* **Requisitos**:
**a.** Com base no resumo do trecho sobre as uniões homoafetivas, explique com que finalidade a decisão da Ação Direta de Inconstitucionalidade 4.277 é examinada sob a ótica das escolas de interpretação hermenêuticas.
**b.** Relacione todos os pontos que, segundo o resumo do trecho sobre as uniões homoafetivas, serão ressaltados no trabalho.
**c.** Dê prosseguimento ao trecho sobre as uniões homoafetivas, começando logo após a última frase apresentada.

* **Trecho de origem**:
==========

DIREITO ESTATAL E O DIREITO DOS MOVIMENTOS SOCIAIS DIANTE DO MOVIMENTO DO DIREITO LIVRE: Reconhecimento das Uniões Homoafetivas [1]

 

André Pinheiro Lopes[2]

 

                                                                               

Sumário: Introdução; 1. Exegetismo e Jurisprudência dos Conceitos como escolas que representam o pensamento inflexível para além do racionalismo 2. Escola do Movimento do Direito Livre como fonte alternativa para casos de lacunas; 3.Analise da decisão de reconhecimento das uniões homoafetivas; 5.Conclusão.

RESUMO

O presente trabalho busca analisar a decisão da Ação Direta de Inconstitucionalidade 4.277 que trata sobre a união homoafetiva, sobre a ótica das escolas de interpretação hermenêuticas, para saber se a decisão foi correta ou não. Para tanto, será ressaltado alguns pontos, como a omissão legislativa, a importância da sociedade e dos costumes para o julgamento da ação e qual escola deverá ser adotada como forma de embasamento da sentença.

==========

* **Dados fornecidos**:
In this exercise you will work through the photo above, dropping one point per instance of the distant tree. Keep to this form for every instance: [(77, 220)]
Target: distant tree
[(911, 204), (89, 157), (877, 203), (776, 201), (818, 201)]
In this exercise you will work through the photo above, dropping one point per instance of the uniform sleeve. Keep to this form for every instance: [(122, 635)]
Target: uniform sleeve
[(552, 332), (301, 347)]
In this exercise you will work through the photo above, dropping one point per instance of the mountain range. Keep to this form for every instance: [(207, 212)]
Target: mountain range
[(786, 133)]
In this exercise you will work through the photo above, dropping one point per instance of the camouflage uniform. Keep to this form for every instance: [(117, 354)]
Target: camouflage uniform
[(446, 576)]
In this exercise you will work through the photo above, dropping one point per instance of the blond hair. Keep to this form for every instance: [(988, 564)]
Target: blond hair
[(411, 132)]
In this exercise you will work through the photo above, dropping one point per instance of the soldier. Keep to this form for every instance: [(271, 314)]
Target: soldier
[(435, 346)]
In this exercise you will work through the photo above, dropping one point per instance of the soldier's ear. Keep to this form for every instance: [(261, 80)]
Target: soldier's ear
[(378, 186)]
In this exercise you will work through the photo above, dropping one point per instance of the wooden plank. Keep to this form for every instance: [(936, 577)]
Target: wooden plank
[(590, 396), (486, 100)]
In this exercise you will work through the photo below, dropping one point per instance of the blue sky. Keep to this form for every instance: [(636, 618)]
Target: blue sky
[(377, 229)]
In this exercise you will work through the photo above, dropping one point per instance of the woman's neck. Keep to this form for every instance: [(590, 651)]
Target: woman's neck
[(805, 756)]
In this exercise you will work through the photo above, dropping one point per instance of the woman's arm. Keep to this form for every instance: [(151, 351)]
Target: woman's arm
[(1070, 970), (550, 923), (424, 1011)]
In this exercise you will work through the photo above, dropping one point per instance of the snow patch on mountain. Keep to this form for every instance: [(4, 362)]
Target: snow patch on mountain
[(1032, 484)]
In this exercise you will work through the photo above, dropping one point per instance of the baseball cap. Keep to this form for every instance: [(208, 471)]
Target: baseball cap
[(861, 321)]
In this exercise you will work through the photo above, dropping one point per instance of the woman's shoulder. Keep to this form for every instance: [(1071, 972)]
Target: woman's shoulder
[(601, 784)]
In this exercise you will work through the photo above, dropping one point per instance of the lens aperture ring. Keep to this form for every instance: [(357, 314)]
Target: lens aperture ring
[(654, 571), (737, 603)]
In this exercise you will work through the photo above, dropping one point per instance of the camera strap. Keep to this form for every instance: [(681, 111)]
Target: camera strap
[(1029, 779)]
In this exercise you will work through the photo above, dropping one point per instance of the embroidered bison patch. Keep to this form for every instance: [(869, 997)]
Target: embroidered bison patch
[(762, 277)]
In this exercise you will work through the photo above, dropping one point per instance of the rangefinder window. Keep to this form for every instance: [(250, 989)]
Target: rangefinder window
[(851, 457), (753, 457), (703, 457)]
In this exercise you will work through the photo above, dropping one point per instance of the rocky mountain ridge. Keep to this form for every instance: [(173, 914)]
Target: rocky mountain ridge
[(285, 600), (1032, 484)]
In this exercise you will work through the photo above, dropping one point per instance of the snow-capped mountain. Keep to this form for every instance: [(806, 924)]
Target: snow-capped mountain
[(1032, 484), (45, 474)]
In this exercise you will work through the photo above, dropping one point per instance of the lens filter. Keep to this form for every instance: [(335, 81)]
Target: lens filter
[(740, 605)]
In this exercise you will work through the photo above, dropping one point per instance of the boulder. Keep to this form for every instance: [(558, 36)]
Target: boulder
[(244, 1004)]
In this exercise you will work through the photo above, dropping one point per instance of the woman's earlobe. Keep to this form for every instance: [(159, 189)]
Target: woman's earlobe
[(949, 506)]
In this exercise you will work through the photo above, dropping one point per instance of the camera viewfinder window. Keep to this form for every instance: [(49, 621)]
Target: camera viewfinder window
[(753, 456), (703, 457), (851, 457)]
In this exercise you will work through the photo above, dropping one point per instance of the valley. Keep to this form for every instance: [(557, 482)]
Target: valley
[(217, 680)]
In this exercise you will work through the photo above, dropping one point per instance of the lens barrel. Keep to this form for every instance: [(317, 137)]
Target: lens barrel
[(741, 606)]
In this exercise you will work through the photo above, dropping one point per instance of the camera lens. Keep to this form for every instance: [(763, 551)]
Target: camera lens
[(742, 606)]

==========

* **Respostas do exercício**:
**a.** A decisão da Ação Direta de Inconstitucionalidade 4.277 é examinada sob a ótica das escolas de interpretação hermenêuticas para saber se foi correta ou não.

**b.**
- a omissão legislativa
- a importância da sociedade e dos costumes para o julgamento da ação
- qual escola deverá ser adotada como forma de embasamento da sentença

**c.**
Palavras-Chave: Movimento do Direito Livre; Homossexualidade; Escola da Exegese; Jurisprudência dos Conceitos; Kantorowicz.

 

Introdução

           

O debate em torno da união homoafetiva e o presente trabalho científico se faz relevante justamente pela ocorrência atual de vários fatos ligados a essa questão. A exemplo, temos o aumento do índice de homicídios decorrentes da homofobia, dados que podem ser constatados segundo o jornal folha de São Paulo. Ainda de acordo com o jornal, o Brasil ocupa o primeiro lugar com mais de cem homicídios por ano, apenas motivadas pela homossexualidade. Isso nos remete a questão do preconceito vivenciado pelos homossexuais, em face de um país que já é marcado por tantas desigualdades sociais e econômicas[3].

            Tendo isso em vista, o que veremos a seguir ao longo desse paper de análise de case é como as escolas de interpretação hermenêutica podem servir de parâmetro para a análise da decisão da ADI 4.277, que permitiu o reconhecimento da união homoafetiva.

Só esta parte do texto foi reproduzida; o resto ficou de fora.